WORK TO COMPLETE: Transcribe each of the entries exactly.

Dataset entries

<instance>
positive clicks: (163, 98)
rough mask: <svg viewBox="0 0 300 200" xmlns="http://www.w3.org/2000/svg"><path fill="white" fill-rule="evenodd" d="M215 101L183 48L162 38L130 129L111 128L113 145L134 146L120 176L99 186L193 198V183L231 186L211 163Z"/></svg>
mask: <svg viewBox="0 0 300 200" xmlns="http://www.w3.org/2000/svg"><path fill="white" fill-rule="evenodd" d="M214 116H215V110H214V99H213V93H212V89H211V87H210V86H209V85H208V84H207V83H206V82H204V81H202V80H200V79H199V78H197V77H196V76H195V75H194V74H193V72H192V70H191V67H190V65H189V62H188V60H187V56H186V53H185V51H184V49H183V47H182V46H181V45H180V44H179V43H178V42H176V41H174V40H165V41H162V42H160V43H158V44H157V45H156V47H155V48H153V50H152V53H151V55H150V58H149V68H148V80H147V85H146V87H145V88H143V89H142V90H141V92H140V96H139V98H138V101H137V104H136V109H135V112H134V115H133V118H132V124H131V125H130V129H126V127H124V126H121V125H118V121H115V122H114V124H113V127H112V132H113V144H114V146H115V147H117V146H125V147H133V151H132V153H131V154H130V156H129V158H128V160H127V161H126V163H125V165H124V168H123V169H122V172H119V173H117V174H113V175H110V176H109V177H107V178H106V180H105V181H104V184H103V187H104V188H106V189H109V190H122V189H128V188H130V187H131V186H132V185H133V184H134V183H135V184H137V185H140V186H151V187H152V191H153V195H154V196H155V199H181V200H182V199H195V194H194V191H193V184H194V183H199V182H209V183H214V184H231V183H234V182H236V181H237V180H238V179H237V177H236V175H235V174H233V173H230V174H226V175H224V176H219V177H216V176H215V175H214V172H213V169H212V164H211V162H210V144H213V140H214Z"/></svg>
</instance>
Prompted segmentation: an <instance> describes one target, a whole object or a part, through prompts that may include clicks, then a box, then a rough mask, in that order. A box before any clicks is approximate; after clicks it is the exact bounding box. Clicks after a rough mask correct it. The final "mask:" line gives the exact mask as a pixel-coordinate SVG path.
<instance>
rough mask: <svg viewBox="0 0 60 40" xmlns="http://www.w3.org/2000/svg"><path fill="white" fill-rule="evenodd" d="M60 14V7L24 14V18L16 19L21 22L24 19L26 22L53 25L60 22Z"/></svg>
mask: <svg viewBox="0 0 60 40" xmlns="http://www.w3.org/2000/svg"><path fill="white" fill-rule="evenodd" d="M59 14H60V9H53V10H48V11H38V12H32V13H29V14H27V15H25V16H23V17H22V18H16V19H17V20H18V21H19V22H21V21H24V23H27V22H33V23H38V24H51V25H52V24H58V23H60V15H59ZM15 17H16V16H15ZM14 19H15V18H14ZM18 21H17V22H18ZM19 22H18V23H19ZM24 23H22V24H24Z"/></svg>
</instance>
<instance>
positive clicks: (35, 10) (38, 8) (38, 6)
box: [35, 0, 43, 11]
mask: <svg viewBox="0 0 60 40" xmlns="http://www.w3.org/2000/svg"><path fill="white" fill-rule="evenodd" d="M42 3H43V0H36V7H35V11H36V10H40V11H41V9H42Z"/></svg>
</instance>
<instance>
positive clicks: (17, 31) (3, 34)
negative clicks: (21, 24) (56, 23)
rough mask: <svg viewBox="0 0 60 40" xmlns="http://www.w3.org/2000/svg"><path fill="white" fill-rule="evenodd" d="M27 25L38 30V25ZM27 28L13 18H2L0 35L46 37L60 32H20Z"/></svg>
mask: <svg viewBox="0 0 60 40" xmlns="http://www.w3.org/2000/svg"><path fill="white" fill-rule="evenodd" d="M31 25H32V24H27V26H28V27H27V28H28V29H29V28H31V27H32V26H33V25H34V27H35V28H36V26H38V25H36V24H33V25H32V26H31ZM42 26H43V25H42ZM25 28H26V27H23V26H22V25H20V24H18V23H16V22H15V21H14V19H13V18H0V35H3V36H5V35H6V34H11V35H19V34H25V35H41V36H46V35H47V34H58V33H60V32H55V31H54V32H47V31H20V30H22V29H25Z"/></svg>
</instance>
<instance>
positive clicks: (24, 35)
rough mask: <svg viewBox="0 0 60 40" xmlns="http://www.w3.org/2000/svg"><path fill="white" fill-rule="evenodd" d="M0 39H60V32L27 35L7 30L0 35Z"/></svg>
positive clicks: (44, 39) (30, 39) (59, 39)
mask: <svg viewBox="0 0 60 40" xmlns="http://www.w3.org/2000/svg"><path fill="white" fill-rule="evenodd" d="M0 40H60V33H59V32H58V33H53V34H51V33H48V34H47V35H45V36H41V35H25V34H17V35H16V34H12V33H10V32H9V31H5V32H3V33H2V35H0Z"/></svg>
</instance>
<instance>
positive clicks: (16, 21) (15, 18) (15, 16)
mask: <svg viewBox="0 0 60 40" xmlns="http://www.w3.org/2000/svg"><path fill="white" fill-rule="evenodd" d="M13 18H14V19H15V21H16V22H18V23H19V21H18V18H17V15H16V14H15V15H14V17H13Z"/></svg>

WORKED SOLUTION:
<instance>
positive clicks: (163, 98)
rough mask: <svg viewBox="0 0 300 200" xmlns="http://www.w3.org/2000/svg"><path fill="white" fill-rule="evenodd" d="M215 101L183 48L162 38L130 129L111 128L113 145L134 146L120 176L99 186L193 198V183L231 186L211 163Z"/></svg>
mask: <svg viewBox="0 0 300 200" xmlns="http://www.w3.org/2000/svg"><path fill="white" fill-rule="evenodd" d="M214 116H215V110H214V99H213V93H212V89H211V87H210V86H209V85H208V84H207V83H206V82H204V81H202V80H200V79H199V78H197V77H196V76H195V75H194V74H193V72H192V70H191V67H190V65H189V62H188V60H187V56H186V53H185V51H184V49H183V47H182V46H181V45H180V44H179V43H178V42H176V41H174V40H165V41H162V42H160V43H158V44H157V45H156V47H155V48H153V50H152V53H151V55H150V58H149V68H148V80H147V85H146V87H145V88H143V89H142V90H141V92H140V96H139V98H138V101H137V104H136V109H135V112H134V115H133V118H132V124H131V125H130V129H126V127H124V126H121V125H118V121H115V122H114V124H113V127H112V132H113V144H114V146H115V147H117V146H125V147H133V151H132V153H131V154H130V156H129V158H128V160H127V161H126V163H125V165H124V168H123V169H122V172H119V173H117V174H113V175H110V176H109V177H107V178H106V180H105V181H104V184H103V187H104V188H106V189H109V190H122V189H128V188H130V187H131V186H132V185H133V184H134V183H135V184H137V185H140V186H151V187H152V191H153V195H154V196H155V199H181V200H182V199H195V194H194V191H193V184H194V183H199V182H209V183H214V184H231V183H234V182H236V181H237V180H238V179H237V177H236V175H235V174H233V173H230V174H226V175H224V176H219V177H216V176H215V175H214V172H213V169H212V164H211V162H210V144H213V140H214Z"/></svg>
</instance>
Prompted segmentation: an <instance> describes one target, a whole object or a part, through prompts that may include clicks, then a box, then a rough mask, in that order. A box before any clicks is approximate; after clicks it is the exact bounding box. Clicks after a rough mask correct it. The final "mask:" line gives the exact mask as a pixel-coordinate SVG path.
<instance>
rough mask: <svg viewBox="0 0 60 40" xmlns="http://www.w3.org/2000/svg"><path fill="white" fill-rule="evenodd" d="M60 14V7L24 14V18L16 19L21 22L24 19L26 22L53 25L60 22Z"/></svg>
mask: <svg viewBox="0 0 60 40" xmlns="http://www.w3.org/2000/svg"><path fill="white" fill-rule="evenodd" d="M59 14H60V9H53V10H48V11H38V12H32V13H29V14H27V15H25V16H23V17H22V18H16V19H17V20H18V21H19V22H21V21H24V23H27V22H33V23H38V24H51V25H52V24H58V23H60V15H59ZM15 17H16V16H15ZM14 19H15V18H14ZM18 21H17V22H18ZM19 22H18V23H19ZM24 23H22V24H24Z"/></svg>
</instance>
<instance>
positive clicks: (35, 10) (38, 8) (38, 6)
box: [35, 0, 43, 11]
mask: <svg viewBox="0 0 60 40" xmlns="http://www.w3.org/2000/svg"><path fill="white" fill-rule="evenodd" d="M42 3H43V0H36V7H35V11H36V10H40V11H41V9H42Z"/></svg>
</instance>
<instance>
positive clicks: (17, 31) (3, 34)
negative clicks: (21, 24) (56, 23)
rough mask: <svg viewBox="0 0 60 40" xmlns="http://www.w3.org/2000/svg"><path fill="white" fill-rule="evenodd" d="M27 25L38 30V25ZM27 28L13 18H2L0 35L46 37L60 32H20Z"/></svg>
mask: <svg viewBox="0 0 60 40" xmlns="http://www.w3.org/2000/svg"><path fill="white" fill-rule="evenodd" d="M31 25H32V24H27V26H28V27H27V28H28V29H29V28H31V27H32V26H33V25H34V27H35V28H36V26H38V25H36V24H33V25H32V26H31ZM42 26H43V25H42ZM25 28H26V27H23V26H22V25H20V24H18V23H16V22H15V21H14V19H13V18H0V35H3V36H5V35H6V34H11V35H19V34H25V35H41V36H46V35H47V34H58V33H60V32H55V31H54V32H47V31H20V30H22V29H25Z"/></svg>
</instance>
<instance>
positive clicks: (24, 35)
rough mask: <svg viewBox="0 0 60 40" xmlns="http://www.w3.org/2000/svg"><path fill="white" fill-rule="evenodd" d="M0 39H60V32L27 35L7 30L0 35Z"/></svg>
positive clicks: (44, 39) (30, 39) (59, 39)
mask: <svg viewBox="0 0 60 40" xmlns="http://www.w3.org/2000/svg"><path fill="white" fill-rule="evenodd" d="M0 40H60V33H59V32H58V33H53V34H51V33H48V34H47V35H45V36H41V35H25V34H17V35H16V34H12V33H10V32H9V31H5V32H3V33H2V35H0Z"/></svg>
</instance>
<instance>
positive clicks: (16, 21) (15, 18) (15, 16)
mask: <svg viewBox="0 0 60 40" xmlns="http://www.w3.org/2000/svg"><path fill="white" fill-rule="evenodd" d="M13 18H14V19H15V21H16V22H18V23H19V21H18V18H17V15H16V14H15V15H14V17H13Z"/></svg>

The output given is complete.